_Document section_.
By squadron On May 5th, 2011

After launching a stellar range of motocross bikes, some of the primary Honda motorcycles were subjected to a major overhaul. The long wait is now over with the release of 2011 Honda CRF250R and 2011 Honda CRF450R dirt bikes. Evolving from primary models of motocross bikes, both the 250R and 450R continue to receive positive input from motocross enthusiasts and bike owners alike.

Honda CRF450R comes with a four-valve Unicam motor that can deliver low and mid-range power. A 46mm body is also incorporated into its improved engine tuning in order to enhance its throttle response. Along with unique suspension settings, this dirt bike also got revisions on its linkage. With lighter cartridge cylinders inside its fork in addition to updated valves, Honda believes that these changes have resulted in better rear-wheel traction and added luxury to their traditional Honda motorcycles. Dealerships are anticipated to offer the new and improved CRF450 by October 2011.

Honda also re-invented the 2011 CRF250R motorcycle in a unique way. With its new fuel-injected engine, it is expected to deliver superior performance and exceptional throttle response. Although its specifications are not yet available, the 250R seems to hold plenty of similarities with the big bike. Its improved midrange and low power, new suspension valves, and larger Honda Progressive Steering Damper (HPSD) piston make it appear like a sound investment. Both 250R and 450R also operate on a 94-decibel limit through their improved exhaust mufflers.

CRF50F and CRF70F, two of Hondas smallest dirt bikes, also received a major makeover. Honda revised their image with bolder designs and changed the colour of their upper fork tubes to create a new look and feel to their small yet powerful motocross bikes. CRF230F, CRF80F, and CRF100F are still available in dealerships but bike riders can still wait for the launching of new and improved Honda motorcycles by October.

_Required tasks_.
1/ Reproduce the passage of the Honda dirt bike article starting at "By squadron On" and ending at "bike owners alike.".
2/ List each Honda dirt bike model named in the Honda dirt bike article, counting each model only once.

[Photo-based referring-expression data]
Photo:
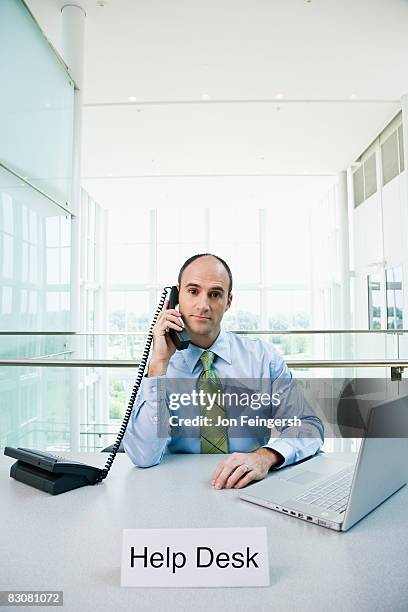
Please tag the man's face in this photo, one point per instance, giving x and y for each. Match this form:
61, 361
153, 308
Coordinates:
203, 296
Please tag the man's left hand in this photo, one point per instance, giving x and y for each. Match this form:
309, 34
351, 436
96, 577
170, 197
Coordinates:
239, 469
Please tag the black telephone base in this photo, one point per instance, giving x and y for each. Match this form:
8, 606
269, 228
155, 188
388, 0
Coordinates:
47, 481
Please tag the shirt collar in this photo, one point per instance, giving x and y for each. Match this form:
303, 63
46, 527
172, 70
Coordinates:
221, 347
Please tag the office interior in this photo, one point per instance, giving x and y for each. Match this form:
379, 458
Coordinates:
137, 134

_Solutions by task_.
1/
By squadron On May 5th, 2011

After launching a stellar range of motocross bikes, some of the primary Honda motorcycles were subjected to a major overhaul. The long wait is now over with the release of 2011 Honda CRF250R and 2011 Honda CRF450R dirt bikes. Evolving from primary models of motocross bikes, both the 250R and 450R continue to receive positive input from motocross enthusiasts and bike owners alike.

2/ CRF250R, CRF450R, CRF50F, CRF70F, CRF230F, CRF80F, CRF100F